_TASK SET_:
- a) From the Collegiate Times column, copy the passage starting with "The Republican National" and going on through "the end result." word for word.
- b) List every person named in the Collegiate Times column on conservatism, including its byline.
- c) Write the next part of the Collegiate Times column on conservatism, picking up after its final sentence.

Collegiate Times

Column: We must protect the ideals on which this country was founded

March 16, 2009 | by Kevin Gillispie, CT regular columnist

This year's election has been a devastating wake up call for the conservative movement. John McCain rode a tentative confidence out of the primaries, and his subsequent loss to Barack Obama left the GOP scrambling to reinvent itself.

The Republican National Convention replaced its leadership with Michael Steele. A man expected to put a fresh face on the GOP, but who instead seemed to spark a blogosphere battle about whom the "real" leader of the conservative movement is. Unification, solidarity, whatever word one wants to use to mean a team working toward a common goal, was not the end result.

But this "reinvention" is antithetical to what the word "conservatism" -- the ideology around which the GOP claims to revolve -- explicitly stands for. Conservatism is about protecting the ideals upon which the nation was founded. And not about hiring perception managers to fix public opinion.

_EXERCISE DATA_:
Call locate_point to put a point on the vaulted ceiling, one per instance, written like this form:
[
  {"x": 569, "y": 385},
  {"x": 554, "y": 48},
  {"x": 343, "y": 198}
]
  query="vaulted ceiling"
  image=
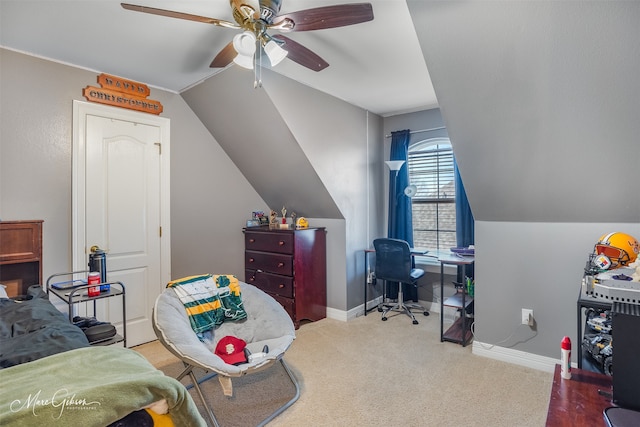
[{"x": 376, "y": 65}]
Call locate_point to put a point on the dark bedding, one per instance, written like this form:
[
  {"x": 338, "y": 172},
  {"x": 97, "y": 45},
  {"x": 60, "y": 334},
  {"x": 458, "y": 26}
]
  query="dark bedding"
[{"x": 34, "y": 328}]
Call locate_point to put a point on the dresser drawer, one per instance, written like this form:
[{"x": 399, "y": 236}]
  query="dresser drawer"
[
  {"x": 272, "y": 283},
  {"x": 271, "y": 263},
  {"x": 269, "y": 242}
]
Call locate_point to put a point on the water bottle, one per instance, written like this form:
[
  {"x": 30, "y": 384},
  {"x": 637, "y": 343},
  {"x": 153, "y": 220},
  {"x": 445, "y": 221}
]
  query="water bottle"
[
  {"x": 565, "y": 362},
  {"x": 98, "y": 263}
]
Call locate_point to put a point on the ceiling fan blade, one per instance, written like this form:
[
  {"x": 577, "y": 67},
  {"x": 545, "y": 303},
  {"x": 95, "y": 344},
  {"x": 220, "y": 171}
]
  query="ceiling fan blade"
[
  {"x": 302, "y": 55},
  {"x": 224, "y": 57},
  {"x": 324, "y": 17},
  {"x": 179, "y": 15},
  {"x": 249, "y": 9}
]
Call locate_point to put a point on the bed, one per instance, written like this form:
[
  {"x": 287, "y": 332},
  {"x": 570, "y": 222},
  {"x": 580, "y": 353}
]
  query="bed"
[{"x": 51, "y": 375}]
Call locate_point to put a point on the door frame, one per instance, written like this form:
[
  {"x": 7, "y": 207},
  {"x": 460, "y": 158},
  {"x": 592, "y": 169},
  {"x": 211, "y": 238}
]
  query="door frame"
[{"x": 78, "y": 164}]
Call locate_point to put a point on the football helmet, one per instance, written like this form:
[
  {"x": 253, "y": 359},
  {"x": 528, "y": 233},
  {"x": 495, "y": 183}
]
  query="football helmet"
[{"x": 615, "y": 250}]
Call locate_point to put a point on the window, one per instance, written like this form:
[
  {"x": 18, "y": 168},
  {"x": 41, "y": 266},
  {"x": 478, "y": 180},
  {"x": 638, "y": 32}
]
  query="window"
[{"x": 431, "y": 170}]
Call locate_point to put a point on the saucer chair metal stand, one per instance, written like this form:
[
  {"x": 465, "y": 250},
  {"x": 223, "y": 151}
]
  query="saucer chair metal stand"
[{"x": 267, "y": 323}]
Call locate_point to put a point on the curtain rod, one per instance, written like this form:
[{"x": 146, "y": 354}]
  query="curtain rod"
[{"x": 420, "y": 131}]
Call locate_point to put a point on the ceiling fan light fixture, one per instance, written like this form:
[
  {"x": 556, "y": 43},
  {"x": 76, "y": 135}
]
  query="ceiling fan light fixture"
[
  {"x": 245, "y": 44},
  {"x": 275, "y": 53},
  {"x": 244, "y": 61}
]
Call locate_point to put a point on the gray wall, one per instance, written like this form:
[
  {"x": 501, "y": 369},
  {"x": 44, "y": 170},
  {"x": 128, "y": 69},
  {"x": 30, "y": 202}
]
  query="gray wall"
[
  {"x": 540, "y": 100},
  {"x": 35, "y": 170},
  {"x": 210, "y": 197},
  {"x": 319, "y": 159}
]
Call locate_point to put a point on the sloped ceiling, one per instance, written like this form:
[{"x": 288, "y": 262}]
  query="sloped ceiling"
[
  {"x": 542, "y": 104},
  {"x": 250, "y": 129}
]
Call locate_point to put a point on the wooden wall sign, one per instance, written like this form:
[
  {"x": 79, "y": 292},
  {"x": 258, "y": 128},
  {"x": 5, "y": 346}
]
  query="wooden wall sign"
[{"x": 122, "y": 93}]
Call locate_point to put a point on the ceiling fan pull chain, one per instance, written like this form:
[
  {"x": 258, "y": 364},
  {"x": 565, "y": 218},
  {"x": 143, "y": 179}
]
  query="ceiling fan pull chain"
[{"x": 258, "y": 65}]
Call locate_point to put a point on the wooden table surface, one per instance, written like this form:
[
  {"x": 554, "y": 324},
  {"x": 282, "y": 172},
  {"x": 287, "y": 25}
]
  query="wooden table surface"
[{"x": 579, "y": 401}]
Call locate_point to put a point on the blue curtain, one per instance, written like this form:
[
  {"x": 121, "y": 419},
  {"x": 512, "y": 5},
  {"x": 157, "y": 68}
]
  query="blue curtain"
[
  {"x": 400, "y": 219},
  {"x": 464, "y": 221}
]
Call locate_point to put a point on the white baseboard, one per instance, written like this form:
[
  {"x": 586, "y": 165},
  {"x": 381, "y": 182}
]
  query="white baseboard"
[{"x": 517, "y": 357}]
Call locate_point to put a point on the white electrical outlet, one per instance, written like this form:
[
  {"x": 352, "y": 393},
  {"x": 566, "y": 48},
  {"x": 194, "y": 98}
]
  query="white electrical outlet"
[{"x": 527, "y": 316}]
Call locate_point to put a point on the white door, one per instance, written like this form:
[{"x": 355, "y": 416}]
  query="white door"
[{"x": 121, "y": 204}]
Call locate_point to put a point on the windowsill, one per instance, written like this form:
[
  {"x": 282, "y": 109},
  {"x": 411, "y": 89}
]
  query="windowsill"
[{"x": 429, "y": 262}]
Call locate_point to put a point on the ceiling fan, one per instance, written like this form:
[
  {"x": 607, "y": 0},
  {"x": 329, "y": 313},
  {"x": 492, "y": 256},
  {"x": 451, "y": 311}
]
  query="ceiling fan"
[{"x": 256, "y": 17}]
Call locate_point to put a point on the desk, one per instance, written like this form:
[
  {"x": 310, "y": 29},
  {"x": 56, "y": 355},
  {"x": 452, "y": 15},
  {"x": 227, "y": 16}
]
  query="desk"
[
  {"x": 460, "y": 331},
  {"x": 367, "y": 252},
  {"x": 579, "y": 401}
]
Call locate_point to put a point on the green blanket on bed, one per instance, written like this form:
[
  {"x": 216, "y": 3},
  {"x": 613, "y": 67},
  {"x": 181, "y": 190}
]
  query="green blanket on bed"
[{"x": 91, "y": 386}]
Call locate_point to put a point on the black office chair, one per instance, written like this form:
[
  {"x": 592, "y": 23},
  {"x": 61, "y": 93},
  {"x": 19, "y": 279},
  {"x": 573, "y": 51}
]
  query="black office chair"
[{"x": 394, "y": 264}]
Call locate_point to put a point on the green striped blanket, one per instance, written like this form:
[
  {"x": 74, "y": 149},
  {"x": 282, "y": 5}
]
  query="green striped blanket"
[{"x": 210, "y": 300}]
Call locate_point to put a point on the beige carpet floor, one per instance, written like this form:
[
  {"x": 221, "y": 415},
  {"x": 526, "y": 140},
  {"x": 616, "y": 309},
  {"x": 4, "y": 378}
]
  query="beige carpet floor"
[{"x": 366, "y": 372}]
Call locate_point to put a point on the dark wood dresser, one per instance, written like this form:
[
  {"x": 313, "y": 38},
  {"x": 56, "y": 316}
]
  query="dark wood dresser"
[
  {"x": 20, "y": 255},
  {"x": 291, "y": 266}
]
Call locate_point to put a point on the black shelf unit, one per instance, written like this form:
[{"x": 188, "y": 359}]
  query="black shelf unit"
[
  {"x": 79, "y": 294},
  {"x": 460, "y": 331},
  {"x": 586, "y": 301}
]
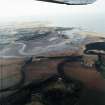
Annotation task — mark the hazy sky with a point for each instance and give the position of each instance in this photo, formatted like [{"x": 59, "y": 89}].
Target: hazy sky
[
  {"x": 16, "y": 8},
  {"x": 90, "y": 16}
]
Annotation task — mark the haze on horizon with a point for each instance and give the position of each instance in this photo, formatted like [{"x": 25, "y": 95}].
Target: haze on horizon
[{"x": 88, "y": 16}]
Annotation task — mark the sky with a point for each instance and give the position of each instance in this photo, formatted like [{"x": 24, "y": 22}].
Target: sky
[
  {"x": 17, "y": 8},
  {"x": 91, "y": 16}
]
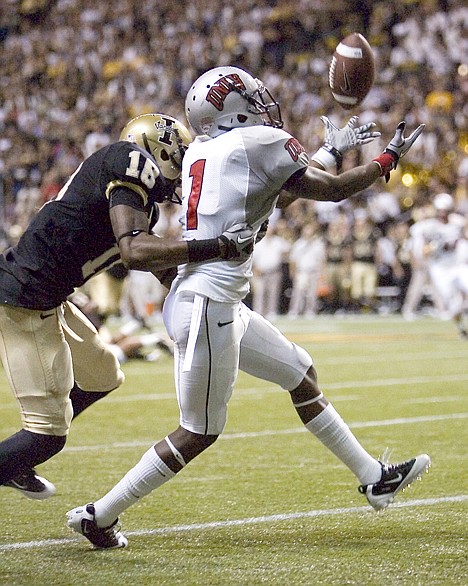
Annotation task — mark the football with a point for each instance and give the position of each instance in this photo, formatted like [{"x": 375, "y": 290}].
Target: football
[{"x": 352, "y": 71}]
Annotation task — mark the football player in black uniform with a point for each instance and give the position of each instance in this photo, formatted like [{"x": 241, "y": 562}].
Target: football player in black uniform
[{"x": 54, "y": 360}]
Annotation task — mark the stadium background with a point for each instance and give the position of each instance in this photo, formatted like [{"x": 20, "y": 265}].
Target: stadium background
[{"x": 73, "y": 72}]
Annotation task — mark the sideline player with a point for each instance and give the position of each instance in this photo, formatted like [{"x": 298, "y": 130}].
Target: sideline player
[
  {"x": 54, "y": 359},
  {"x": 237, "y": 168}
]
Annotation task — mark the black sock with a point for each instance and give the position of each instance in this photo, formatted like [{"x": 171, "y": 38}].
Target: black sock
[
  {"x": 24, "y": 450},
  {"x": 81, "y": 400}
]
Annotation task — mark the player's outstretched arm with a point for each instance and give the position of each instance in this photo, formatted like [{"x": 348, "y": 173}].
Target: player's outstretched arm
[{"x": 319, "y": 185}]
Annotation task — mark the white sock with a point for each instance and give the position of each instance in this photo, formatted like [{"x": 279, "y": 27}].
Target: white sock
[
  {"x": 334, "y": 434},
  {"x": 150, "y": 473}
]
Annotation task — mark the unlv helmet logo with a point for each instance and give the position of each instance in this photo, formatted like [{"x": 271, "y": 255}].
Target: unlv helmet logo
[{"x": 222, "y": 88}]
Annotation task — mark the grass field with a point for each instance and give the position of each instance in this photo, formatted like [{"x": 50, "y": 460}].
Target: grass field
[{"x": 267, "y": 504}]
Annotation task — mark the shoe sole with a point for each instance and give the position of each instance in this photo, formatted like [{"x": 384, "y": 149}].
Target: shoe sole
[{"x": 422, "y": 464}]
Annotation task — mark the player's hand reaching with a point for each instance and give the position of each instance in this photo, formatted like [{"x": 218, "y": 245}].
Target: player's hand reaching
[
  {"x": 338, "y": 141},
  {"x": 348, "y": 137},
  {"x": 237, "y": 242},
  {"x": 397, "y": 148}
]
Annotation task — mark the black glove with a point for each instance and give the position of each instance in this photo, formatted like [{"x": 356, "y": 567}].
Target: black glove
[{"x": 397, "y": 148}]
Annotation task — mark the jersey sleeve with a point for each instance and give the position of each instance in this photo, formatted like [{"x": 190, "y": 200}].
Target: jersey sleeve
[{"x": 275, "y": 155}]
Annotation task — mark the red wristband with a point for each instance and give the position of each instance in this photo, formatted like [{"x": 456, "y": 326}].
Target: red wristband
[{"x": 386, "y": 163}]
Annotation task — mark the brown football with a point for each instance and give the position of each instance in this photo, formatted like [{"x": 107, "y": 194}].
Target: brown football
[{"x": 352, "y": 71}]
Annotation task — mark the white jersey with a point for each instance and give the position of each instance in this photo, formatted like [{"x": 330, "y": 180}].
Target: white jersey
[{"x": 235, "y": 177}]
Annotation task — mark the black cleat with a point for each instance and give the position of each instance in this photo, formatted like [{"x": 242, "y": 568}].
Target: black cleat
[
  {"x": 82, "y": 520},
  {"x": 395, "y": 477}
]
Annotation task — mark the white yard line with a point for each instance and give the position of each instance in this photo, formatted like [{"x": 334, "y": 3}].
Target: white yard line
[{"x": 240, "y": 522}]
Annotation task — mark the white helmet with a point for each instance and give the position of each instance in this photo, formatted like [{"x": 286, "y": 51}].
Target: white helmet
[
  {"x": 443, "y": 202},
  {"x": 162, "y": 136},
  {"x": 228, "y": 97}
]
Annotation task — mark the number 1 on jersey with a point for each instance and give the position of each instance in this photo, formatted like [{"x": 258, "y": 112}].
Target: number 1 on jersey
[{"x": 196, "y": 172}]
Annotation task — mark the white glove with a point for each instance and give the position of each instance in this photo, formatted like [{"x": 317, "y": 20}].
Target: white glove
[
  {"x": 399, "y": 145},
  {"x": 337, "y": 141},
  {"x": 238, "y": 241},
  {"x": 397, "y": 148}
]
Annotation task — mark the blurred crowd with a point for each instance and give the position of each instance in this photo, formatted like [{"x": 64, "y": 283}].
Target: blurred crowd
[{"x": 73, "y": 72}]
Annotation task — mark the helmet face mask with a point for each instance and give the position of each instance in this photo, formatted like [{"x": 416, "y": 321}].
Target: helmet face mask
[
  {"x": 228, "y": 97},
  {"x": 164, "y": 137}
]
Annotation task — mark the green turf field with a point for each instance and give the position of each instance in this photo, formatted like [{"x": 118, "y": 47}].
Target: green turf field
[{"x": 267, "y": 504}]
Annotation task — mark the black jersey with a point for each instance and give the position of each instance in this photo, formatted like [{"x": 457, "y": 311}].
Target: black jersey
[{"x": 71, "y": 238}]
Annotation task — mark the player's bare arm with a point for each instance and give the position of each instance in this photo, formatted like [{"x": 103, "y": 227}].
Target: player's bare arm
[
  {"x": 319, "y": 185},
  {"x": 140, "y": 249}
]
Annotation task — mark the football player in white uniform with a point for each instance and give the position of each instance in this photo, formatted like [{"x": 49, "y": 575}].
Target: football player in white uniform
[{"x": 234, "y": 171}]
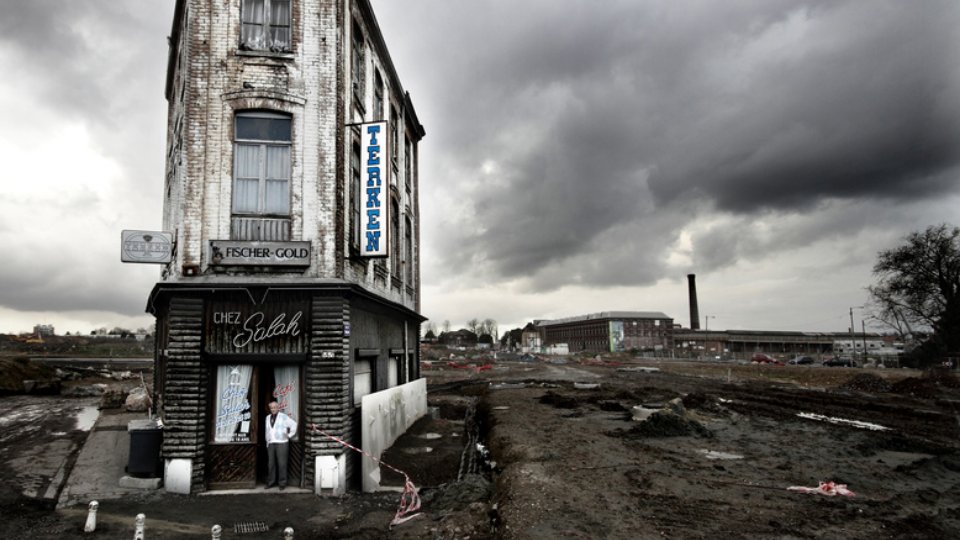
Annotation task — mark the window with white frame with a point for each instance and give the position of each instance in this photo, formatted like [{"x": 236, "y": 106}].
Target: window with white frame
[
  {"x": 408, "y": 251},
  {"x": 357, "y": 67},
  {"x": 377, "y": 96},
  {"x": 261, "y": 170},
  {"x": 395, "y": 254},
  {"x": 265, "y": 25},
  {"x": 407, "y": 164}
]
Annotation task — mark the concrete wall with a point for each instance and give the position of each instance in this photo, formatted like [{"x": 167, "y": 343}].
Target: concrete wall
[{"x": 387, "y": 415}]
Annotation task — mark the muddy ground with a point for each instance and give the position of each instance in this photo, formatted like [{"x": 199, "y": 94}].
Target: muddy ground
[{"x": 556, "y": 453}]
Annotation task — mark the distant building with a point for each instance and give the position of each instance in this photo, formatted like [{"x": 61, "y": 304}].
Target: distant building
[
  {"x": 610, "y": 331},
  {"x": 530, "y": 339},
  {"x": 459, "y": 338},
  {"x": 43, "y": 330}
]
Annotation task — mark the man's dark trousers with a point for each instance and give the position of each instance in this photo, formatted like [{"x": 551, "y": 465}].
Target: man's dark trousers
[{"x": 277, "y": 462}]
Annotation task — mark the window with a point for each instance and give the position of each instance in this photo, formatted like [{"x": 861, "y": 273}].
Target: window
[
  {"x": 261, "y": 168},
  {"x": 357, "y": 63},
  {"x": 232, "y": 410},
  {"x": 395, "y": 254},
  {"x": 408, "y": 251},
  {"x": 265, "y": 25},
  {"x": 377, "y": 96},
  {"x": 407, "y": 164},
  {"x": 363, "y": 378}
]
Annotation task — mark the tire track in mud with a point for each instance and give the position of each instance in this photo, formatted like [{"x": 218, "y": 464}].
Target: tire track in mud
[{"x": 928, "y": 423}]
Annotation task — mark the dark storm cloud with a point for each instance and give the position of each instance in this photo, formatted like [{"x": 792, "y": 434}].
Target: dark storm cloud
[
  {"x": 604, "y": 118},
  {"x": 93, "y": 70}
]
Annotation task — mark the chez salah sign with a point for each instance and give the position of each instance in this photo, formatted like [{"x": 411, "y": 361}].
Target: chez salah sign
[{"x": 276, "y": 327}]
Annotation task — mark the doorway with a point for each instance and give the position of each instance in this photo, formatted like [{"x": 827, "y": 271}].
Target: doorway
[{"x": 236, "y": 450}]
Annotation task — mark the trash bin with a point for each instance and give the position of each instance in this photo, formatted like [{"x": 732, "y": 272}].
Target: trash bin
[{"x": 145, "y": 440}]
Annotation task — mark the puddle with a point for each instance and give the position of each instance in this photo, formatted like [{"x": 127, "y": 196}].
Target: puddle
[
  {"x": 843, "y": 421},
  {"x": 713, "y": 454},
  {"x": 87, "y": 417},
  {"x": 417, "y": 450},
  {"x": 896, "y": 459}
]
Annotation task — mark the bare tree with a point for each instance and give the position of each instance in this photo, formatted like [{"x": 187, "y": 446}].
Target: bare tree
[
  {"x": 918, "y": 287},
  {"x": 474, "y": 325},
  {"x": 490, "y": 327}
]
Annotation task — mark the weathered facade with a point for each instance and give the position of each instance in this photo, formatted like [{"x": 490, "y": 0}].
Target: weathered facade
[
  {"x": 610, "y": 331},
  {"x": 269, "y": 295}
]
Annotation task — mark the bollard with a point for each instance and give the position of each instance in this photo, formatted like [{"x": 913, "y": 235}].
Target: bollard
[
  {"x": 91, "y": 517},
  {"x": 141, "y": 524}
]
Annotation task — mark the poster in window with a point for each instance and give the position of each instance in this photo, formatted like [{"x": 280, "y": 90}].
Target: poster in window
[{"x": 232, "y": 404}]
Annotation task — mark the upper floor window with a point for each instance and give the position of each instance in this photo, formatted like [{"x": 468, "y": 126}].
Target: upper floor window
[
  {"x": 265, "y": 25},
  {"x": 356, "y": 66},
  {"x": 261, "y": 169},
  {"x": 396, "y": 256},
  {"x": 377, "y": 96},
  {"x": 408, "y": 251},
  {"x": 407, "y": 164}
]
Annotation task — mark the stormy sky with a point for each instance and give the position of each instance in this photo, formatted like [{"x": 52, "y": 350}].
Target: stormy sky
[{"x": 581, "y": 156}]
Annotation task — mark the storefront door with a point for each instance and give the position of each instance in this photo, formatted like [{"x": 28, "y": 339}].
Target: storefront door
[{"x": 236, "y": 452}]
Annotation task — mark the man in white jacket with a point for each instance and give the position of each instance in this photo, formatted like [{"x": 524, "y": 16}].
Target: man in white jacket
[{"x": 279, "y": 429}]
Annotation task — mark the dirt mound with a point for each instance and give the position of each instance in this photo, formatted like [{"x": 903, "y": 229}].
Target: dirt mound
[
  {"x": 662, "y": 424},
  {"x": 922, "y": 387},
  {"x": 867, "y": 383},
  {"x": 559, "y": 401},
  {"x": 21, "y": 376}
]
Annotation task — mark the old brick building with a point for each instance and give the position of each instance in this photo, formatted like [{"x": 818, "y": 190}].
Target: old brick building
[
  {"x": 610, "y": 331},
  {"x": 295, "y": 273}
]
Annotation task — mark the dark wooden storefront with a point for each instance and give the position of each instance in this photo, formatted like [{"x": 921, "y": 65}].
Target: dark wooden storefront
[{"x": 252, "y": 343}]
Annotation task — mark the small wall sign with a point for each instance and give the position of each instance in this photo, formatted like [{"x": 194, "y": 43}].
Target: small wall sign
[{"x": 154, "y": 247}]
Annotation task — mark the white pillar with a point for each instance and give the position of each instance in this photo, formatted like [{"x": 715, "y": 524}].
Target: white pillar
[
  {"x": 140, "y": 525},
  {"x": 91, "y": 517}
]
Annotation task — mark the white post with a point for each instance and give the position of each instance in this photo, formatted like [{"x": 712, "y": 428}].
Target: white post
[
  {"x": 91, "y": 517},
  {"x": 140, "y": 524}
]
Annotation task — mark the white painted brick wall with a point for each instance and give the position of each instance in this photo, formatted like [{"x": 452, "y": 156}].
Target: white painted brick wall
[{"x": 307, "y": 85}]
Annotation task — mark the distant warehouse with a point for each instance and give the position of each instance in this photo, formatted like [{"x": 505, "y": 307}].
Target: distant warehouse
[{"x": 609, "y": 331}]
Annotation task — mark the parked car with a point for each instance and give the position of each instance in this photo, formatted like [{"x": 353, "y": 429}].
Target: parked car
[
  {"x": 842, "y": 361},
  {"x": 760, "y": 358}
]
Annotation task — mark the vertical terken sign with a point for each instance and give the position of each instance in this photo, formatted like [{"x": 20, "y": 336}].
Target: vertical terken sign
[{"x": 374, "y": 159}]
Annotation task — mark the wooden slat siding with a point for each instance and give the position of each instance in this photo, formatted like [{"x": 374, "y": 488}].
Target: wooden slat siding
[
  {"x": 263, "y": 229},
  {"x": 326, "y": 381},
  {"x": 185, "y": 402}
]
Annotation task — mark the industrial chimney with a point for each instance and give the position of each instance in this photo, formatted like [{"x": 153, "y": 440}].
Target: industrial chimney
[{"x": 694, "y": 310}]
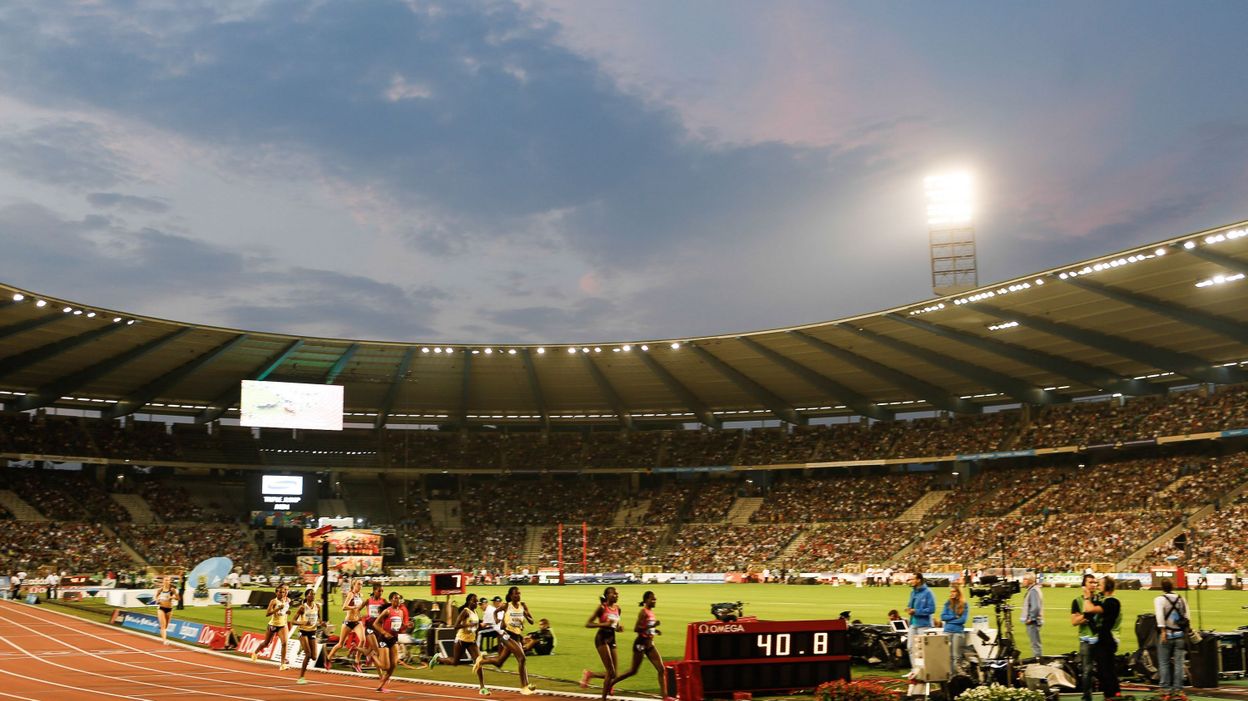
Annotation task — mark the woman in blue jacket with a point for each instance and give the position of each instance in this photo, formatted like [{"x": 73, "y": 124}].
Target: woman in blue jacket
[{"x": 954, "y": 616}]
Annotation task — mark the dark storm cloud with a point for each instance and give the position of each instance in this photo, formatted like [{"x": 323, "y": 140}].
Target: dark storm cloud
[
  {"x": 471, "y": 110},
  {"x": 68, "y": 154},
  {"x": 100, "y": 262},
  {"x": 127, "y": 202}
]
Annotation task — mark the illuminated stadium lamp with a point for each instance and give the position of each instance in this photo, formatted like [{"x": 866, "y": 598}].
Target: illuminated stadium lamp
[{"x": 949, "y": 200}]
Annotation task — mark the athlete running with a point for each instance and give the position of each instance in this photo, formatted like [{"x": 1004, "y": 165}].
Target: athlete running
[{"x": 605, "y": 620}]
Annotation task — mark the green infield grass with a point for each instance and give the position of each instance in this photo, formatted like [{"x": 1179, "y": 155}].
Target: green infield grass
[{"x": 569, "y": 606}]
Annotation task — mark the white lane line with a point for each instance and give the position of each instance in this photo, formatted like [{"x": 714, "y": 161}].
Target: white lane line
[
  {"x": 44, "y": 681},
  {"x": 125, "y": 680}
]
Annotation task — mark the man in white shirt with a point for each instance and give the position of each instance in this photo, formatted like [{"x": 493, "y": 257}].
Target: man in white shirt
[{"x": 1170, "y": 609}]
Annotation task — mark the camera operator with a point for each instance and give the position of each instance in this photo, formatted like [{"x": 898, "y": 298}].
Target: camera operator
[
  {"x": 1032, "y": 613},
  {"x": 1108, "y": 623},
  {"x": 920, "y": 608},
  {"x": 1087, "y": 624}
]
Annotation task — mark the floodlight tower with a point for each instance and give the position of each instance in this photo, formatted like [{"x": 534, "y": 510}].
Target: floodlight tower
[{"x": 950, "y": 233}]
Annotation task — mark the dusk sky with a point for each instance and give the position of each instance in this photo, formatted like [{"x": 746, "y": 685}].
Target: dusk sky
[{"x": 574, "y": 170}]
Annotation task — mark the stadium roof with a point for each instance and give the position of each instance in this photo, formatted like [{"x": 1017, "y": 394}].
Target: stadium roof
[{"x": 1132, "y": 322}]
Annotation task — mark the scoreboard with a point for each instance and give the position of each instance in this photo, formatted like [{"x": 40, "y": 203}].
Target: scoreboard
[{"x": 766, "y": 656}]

_ANSWERS TO THE TASKS_:
- a)
The Republican National Convention replaced its leadership with Michael Steele. A man expected to put a fresh face on the GOP, but who instead seemed to spark a blogosphere battle about whom the "real" leader of the conservative movement is. Unification, solidarity, whatever word one wants to use to mean a team working toward a common goal, was not the end result.

- b)
Kevin Gillispie
John McCain
Barack Obama
Michael Steele

- c)
(Not that I'm accusing the Republican party of such tactics, but a loss of identity in the public forum can lead to desperate measures. And neither party is without survival instincts.)

What the conservative movement needs are more people like AlfonZo Rachel -- 'Zo to his blog-o-buddies at Hotair.com -- and Steven Crowder, former "babe magnet," according to his Web site. If conservatism is to survive, it will need voices brimming with the raw candidness found throughout the vlogs these men post to YouTube.

The former (YouTube channel "machosauceproduction") is an Air Force brat who was a "panty-huntin' teenager" who experimented with psychotropic drugs. He is a man who speaks fondly of his great-grandmother, a former slave, who lived to 114 years of age -- 112 years independently -- who, as 'Zo puts it, "was a woman who truly embraced freedom."

Rachel is a man of great convictions who can articulate without hesitation, doubt or stammering for the best possible word any aspect of what he believes -- nay, knows -- to be true. Even Rush Limbaugh commented at his CPAC address that conservatives can speak off-the-cuff about their ideologies -- drawing the comparison to Obama, who needs a teleprompter even at the briefest of speeches.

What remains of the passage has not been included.